● DIRECTIONS: For the material below, return exactly the lines starting at the line containing "Target: green foliage" and ending at the line containing "Target: weathered log", both ends included, and no others.

● THE INPUT:
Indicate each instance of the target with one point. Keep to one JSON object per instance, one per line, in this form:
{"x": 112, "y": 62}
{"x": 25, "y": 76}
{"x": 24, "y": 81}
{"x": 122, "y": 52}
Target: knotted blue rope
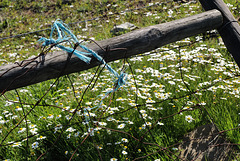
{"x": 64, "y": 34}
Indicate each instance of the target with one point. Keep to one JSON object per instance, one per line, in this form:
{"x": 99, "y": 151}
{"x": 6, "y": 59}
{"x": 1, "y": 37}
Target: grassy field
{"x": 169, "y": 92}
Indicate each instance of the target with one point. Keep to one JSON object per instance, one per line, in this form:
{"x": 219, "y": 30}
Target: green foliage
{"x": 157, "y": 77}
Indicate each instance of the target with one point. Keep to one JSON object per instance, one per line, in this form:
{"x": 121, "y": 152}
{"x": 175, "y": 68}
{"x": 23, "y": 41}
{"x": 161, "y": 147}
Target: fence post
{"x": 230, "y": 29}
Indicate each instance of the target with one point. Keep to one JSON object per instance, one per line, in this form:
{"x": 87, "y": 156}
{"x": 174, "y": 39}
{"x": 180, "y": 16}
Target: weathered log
==
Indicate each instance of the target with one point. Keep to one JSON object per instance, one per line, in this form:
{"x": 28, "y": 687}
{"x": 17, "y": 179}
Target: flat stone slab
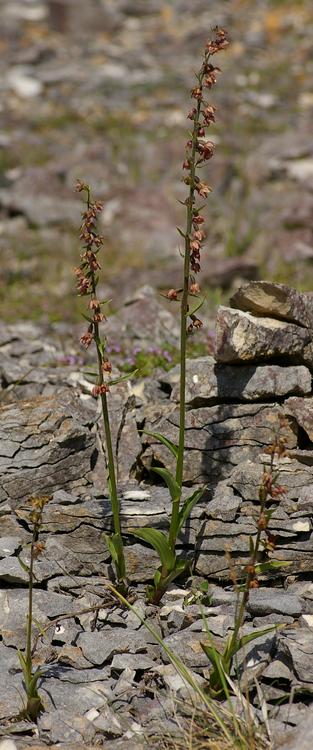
* * *
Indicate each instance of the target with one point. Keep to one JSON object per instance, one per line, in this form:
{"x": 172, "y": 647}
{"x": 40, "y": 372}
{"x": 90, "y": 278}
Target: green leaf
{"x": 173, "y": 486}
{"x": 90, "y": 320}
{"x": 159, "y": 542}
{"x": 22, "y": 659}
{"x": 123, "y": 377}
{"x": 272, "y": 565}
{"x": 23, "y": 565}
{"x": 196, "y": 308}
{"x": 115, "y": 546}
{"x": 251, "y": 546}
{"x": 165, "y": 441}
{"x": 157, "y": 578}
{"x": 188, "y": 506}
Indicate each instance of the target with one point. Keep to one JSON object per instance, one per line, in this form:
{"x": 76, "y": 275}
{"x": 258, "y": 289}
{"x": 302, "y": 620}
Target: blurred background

● EXERCISE OUTPUT:
Target: green foliage
{"x": 157, "y": 77}
Indicate each instance of the target with one point. Keep to one JSON object per instance, one per line, in this form:
{"x": 121, "y": 152}
{"x": 175, "y": 68}
{"x": 23, "y": 41}
{"x": 161, "y": 147}
Target: fence post
{"x": 230, "y": 29}
Indicate each instance of the target with one point. Keep to one JSON object per instance, one per line, in this form:
{"x": 87, "y": 156}
{"x": 174, "y": 39}
{"x": 180, "y": 16}
Target: weathered log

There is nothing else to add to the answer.